EXERCISE:
With every mark kept, transcribe all of the records.

__________

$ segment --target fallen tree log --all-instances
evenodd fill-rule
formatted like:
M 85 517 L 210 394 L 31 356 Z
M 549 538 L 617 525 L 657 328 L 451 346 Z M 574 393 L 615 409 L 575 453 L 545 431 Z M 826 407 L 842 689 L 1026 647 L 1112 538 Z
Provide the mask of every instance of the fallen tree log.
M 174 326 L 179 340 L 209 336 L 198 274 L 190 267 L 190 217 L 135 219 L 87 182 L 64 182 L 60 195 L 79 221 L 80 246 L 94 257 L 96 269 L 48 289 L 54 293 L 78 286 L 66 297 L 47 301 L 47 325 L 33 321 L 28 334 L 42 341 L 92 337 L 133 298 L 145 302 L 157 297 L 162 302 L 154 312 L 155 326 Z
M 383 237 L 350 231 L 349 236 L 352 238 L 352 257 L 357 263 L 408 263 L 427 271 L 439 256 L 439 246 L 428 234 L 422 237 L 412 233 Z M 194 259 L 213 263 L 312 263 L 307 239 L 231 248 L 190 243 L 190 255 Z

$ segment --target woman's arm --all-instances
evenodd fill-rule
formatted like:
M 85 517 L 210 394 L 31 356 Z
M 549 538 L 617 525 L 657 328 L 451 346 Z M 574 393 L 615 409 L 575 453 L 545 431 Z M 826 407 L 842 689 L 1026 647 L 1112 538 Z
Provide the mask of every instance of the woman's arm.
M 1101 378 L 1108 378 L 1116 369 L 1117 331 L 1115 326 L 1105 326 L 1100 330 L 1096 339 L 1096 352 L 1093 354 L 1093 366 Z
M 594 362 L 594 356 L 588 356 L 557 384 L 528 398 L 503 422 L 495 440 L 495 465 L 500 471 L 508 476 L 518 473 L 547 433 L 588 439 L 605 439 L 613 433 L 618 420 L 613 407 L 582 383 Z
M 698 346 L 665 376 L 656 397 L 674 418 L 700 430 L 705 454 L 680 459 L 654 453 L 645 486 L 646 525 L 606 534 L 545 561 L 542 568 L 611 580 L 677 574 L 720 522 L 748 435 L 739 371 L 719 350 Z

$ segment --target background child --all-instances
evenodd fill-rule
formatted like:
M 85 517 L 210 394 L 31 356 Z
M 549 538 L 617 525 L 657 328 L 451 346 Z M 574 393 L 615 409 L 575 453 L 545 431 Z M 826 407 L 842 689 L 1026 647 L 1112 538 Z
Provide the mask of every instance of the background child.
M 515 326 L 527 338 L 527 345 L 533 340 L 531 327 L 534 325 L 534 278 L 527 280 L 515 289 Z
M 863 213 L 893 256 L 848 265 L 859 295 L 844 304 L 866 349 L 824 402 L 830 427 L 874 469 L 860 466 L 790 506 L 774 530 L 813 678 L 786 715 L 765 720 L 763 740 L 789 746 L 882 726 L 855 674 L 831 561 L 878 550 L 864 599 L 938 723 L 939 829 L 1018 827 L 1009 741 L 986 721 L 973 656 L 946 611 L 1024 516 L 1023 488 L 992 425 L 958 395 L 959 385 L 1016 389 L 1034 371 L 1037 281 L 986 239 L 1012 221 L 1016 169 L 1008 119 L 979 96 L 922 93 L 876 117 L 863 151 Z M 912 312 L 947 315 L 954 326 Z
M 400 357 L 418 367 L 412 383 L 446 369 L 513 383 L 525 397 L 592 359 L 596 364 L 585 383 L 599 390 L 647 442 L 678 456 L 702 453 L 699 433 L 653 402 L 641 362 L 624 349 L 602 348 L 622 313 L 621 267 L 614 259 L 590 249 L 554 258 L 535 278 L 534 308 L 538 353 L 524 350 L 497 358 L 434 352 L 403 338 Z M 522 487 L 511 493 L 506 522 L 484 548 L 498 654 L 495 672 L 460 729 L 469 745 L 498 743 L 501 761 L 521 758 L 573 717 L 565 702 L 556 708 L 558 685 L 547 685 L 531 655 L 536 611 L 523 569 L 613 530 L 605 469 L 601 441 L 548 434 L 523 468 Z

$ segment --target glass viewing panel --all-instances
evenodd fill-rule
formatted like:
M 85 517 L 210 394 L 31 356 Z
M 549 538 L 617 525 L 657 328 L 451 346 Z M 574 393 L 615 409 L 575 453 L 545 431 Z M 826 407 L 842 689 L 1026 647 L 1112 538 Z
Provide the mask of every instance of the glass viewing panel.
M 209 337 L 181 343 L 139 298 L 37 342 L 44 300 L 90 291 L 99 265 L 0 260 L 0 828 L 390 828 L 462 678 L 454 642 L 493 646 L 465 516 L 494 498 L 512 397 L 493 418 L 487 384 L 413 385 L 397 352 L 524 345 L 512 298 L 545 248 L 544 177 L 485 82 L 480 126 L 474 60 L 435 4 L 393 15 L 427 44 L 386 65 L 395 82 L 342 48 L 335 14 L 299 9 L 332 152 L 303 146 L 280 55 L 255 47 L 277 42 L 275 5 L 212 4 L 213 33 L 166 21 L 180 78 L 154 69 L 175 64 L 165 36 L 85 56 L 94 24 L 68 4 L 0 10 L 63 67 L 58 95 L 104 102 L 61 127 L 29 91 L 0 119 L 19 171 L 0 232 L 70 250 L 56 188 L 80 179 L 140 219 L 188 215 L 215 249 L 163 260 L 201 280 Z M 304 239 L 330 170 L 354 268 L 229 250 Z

__________

COMPLETED EXERCISE:
$ segment --target fallen tree log --all-instances
evenodd fill-rule
formatted like:
M 85 517 L 210 394 L 31 356 Z
M 549 538 L 617 525 L 657 328 L 451 346 Z M 574 393 L 615 409 L 575 453 L 545 431 Z M 826 407 L 842 689 L 1026 647 L 1112 538 Z
Provide the mask of every instance of the fallen tree log.
M 174 326 L 179 340 L 209 336 L 198 274 L 190 267 L 190 217 L 135 219 L 87 182 L 64 182 L 60 195 L 79 221 L 80 246 L 94 257 L 96 269 L 48 289 L 54 293 L 78 286 L 66 297 L 47 301 L 47 325 L 33 321 L 28 334 L 42 341 L 92 337 L 133 298 L 145 302 L 157 297 L 162 302 L 154 312 L 155 326 Z
M 383 237 L 350 231 L 349 236 L 352 238 L 352 257 L 357 263 L 408 263 L 427 271 L 439 256 L 439 246 L 428 234 L 422 237 L 412 233 Z M 194 259 L 213 263 L 312 263 L 307 239 L 231 248 L 190 243 L 190 255 Z

$ segment --target woman's arm --all-instances
evenodd fill-rule
formatted like:
M 85 517 L 210 394 L 31 356 Z
M 549 538 L 617 525 L 657 328 L 451 346 Z M 574 393 L 615 409 L 575 453 L 545 431 Z M 826 407 L 842 689 L 1026 647 L 1112 538 Z
Provide the mask of every instance of the woman's arm.
M 1101 378 L 1108 378 L 1116 369 L 1117 331 L 1115 326 L 1105 326 L 1100 330 L 1096 339 L 1096 352 L 1093 354 L 1093 366 Z
M 594 362 L 594 356 L 588 356 L 557 384 L 528 398 L 503 422 L 495 440 L 495 465 L 500 471 L 508 476 L 518 473 L 547 433 L 588 439 L 605 439 L 613 433 L 618 420 L 613 407 L 582 383 Z
M 698 346 L 665 376 L 656 397 L 674 418 L 700 430 L 705 454 L 680 459 L 654 453 L 645 486 L 646 525 L 606 534 L 545 561 L 542 568 L 611 580 L 677 574 L 720 522 L 748 435 L 739 371 L 719 350 Z

$ segment --target background child --all-instances
evenodd fill-rule
formatted like:
M 85 517 L 210 394 L 31 356 Z
M 549 538 L 617 525 L 657 328 L 451 346 Z M 574 393 L 615 409 L 575 453 L 545 431 Z M 826 407 L 842 689 L 1026 647 L 1112 538 Z
Provide the mask of every instance of the background child.
M 515 326 L 527 338 L 527 345 L 533 340 L 531 327 L 534 325 L 534 278 L 527 280 L 515 289 Z
M 863 213 L 893 256 L 848 265 L 859 295 L 844 304 L 866 349 L 824 402 L 830 427 L 874 469 L 860 466 L 790 506 L 774 530 L 813 678 L 786 715 L 765 720 L 763 740 L 789 746 L 882 726 L 855 674 L 831 561 L 878 550 L 864 599 L 938 723 L 939 829 L 1018 827 L 1009 741 L 986 721 L 973 656 L 946 611 L 1024 516 L 1023 488 L 992 425 L 958 395 L 959 385 L 1016 389 L 1034 371 L 1037 281 L 986 239 L 1012 221 L 1016 169 L 1008 119 L 979 96 L 922 93 L 876 117 L 863 151 Z M 912 312 L 947 315 L 954 326 Z
M 400 357 L 418 367 L 412 383 L 446 369 L 513 383 L 525 397 L 592 359 L 596 364 L 585 383 L 599 390 L 647 442 L 678 456 L 702 453 L 699 433 L 653 402 L 641 362 L 624 349 L 602 348 L 622 313 L 621 267 L 614 259 L 590 249 L 554 258 L 535 278 L 534 308 L 538 353 L 524 350 L 497 358 L 434 352 L 403 338 Z M 522 487 L 511 493 L 506 522 L 484 548 L 498 654 L 495 672 L 460 729 L 469 745 L 498 743 L 501 761 L 521 758 L 573 717 L 565 702 L 556 708 L 558 685 L 547 685 L 531 655 L 536 611 L 523 569 L 613 530 L 605 469 L 601 441 L 548 434 L 523 468 Z

$ segment --target glass viewing panel --all-instances
evenodd fill-rule
formatted like:
M 85 517 L 210 394 L 31 356 Z
M 549 538 L 617 525 L 657 328 L 451 346 Z M 574 393 L 615 409 L 575 453 L 545 431 Z M 826 407 L 842 689 L 1026 647 L 1112 538 Z
Provide the mask of every instance of the glass viewing panel.
M 209 337 L 181 343 L 139 298 L 37 342 L 44 300 L 90 291 L 99 265 L 0 260 L 0 828 L 390 828 L 462 678 L 454 642 L 493 646 L 465 516 L 494 498 L 512 397 L 493 418 L 487 384 L 413 385 L 397 352 L 524 345 L 512 298 L 545 248 L 544 177 L 485 82 L 480 126 L 474 60 L 435 4 L 393 15 L 427 44 L 386 65 L 395 82 L 342 48 L 335 14 L 299 9 L 332 152 L 303 146 L 280 55 L 255 47 L 277 42 L 275 5 L 212 4 L 213 33 L 166 21 L 180 78 L 154 69 L 175 64 L 165 36 L 85 56 L 94 24 L 68 4 L 0 10 L 63 67 L 58 95 L 104 102 L 61 127 L 29 91 L 0 119 L 19 171 L 0 232 L 70 250 L 56 188 L 80 179 L 140 219 L 188 215 L 215 249 L 163 260 L 201 280 Z M 304 239 L 330 170 L 354 268 L 229 250 Z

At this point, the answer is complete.